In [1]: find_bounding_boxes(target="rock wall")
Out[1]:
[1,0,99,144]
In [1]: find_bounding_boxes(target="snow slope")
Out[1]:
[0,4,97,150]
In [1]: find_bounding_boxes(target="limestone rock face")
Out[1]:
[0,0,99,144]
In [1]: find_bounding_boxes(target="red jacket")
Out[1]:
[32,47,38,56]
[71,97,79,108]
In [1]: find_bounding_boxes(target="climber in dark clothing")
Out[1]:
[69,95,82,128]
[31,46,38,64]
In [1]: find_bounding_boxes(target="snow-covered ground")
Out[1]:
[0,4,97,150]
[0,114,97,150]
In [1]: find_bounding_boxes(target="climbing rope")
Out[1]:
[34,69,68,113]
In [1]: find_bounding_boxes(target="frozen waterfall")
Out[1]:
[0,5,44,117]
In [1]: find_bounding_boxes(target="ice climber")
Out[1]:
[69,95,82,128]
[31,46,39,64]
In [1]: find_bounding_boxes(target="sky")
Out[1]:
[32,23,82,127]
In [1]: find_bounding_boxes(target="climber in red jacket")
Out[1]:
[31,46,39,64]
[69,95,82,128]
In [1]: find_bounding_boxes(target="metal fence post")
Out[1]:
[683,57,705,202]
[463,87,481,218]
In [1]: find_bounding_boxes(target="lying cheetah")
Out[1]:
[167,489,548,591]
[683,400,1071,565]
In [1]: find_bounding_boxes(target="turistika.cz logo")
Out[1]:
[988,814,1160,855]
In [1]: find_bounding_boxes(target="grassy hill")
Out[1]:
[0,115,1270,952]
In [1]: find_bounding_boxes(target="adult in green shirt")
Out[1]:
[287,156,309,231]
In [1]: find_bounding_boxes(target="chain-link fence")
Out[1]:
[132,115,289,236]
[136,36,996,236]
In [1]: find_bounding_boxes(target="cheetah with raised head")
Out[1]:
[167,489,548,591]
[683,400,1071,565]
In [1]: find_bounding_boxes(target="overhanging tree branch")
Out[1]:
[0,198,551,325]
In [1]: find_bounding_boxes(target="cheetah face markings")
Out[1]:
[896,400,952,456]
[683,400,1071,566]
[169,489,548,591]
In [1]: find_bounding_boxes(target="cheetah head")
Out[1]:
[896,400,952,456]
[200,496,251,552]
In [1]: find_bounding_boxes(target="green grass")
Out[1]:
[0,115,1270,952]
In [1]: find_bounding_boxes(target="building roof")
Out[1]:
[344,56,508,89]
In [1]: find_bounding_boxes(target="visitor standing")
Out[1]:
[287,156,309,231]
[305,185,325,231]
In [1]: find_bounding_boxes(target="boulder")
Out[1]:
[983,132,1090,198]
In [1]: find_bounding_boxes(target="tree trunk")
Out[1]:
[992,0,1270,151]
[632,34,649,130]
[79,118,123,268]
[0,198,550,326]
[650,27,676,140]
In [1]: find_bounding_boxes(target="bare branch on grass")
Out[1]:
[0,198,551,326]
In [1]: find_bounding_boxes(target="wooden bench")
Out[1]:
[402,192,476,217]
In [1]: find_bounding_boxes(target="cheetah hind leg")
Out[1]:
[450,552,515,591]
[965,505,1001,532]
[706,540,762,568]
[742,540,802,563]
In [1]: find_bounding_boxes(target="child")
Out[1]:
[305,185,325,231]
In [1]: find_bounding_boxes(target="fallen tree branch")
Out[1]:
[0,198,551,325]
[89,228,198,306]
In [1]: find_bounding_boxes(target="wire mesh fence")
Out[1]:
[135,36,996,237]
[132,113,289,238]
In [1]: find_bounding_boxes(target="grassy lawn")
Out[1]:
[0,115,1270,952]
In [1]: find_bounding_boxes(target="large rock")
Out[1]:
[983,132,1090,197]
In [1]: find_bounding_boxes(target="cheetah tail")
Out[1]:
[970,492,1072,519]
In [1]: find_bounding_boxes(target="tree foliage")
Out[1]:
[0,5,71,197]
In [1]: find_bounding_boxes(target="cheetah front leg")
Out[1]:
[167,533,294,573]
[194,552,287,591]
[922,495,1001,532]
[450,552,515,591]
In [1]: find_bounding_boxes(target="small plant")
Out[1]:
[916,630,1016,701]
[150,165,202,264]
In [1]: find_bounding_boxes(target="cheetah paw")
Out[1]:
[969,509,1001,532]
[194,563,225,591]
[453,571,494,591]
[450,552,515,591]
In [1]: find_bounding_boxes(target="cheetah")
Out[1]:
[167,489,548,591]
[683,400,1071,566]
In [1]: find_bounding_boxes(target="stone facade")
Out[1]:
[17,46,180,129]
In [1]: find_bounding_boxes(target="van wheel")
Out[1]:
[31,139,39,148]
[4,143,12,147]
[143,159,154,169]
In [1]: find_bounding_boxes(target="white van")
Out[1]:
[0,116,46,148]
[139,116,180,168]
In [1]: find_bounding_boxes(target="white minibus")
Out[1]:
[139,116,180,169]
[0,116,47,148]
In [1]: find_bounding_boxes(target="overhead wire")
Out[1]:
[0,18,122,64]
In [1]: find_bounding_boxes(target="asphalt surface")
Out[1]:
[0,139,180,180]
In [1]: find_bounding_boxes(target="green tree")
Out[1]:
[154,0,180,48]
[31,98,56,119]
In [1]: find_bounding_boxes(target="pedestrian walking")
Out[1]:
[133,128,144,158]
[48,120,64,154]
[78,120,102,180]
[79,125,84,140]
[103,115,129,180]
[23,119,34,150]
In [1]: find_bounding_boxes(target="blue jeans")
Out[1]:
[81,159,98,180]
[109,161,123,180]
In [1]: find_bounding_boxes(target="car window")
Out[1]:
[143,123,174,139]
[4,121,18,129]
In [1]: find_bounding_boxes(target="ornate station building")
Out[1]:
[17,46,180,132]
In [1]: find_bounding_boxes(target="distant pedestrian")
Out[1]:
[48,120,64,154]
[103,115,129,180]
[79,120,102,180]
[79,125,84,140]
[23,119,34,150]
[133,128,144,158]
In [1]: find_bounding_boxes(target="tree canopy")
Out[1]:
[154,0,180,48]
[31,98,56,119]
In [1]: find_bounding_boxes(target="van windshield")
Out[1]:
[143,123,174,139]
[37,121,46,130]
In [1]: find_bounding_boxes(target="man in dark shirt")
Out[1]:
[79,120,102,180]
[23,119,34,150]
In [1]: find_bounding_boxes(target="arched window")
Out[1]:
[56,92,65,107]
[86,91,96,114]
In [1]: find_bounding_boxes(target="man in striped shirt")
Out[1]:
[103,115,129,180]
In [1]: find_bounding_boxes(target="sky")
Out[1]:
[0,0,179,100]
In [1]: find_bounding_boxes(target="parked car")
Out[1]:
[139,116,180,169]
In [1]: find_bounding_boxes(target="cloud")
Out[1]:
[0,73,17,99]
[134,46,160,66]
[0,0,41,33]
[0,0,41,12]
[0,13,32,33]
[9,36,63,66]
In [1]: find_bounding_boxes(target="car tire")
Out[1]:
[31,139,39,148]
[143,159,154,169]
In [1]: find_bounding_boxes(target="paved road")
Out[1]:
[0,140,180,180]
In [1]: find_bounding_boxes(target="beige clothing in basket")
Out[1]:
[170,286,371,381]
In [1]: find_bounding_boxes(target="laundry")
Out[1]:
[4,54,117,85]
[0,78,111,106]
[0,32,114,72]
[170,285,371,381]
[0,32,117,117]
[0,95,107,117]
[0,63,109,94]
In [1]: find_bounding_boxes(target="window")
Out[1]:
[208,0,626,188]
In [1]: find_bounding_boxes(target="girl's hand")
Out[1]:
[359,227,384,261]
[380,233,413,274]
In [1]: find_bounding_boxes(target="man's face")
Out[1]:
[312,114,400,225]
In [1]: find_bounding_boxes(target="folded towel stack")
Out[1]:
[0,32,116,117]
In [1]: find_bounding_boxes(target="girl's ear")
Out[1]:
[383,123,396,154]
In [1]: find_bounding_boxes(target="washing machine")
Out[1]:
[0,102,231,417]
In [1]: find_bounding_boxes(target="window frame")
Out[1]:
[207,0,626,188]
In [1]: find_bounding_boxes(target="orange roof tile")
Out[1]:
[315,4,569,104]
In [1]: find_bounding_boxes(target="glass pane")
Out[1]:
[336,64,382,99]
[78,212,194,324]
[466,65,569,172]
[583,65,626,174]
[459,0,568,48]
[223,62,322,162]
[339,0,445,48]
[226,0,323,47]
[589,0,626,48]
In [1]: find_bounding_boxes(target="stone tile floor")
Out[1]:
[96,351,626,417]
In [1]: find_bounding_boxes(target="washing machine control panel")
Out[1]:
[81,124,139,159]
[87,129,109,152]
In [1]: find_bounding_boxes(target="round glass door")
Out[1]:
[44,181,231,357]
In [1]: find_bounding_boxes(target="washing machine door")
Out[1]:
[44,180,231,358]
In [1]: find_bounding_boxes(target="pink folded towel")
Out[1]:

____________________

Starting at the top of the data and stopping after the line that contains "[463,87,481,218]", rewrite those lines with "climber" swapped for "mountaineer" and nothing else changed.

In [1]: find_bounding_boxes(target="rock wall")
Out[1]:
[1,0,99,144]
In [1]: find_bounding_boxes(target="snow slope")
Out[1]:
[0,4,97,150]
In [1]: find_bounding_boxes(target="limestone rock face")
Out[1]:
[0,0,99,144]
In [1]: find_bounding_boxes(target="red jacket")
Out[1]:
[32,47,38,56]
[71,97,79,108]
In [1]: find_bounding_boxes(target="mountaineer in dark clothing")
Out[1]:
[69,95,82,128]
[31,46,38,64]
In [1]: find_bounding_boxes(target="snow-covered ground")
Out[1]:
[0,4,97,150]
[0,114,97,150]
In [1]: find_bounding_boxes(target="climbing rope")
Out[1]:
[34,69,68,113]
In [1]: find_bounding_boxes(target="frozen waterfall")
Out[1]:
[0,5,44,117]
In [1]: find_bounding_boxes(target="ice mountaineer")
Out[1]:
[69,95,82,128]
[31,46,39,64]
In [1]: find_bounding_boxes(target="sky")
Out[1]:
[32,23,82,127]
In [1]: find_bounding_boxes(target="mountaineer in red jacket")
Out[1]:
[31,46,39,64]
[69,95,82,128]
In [1]: find_bounding_boxes(target="metal fence post")
Out[1]:
[683,57,705,202]
[463,87,481,218]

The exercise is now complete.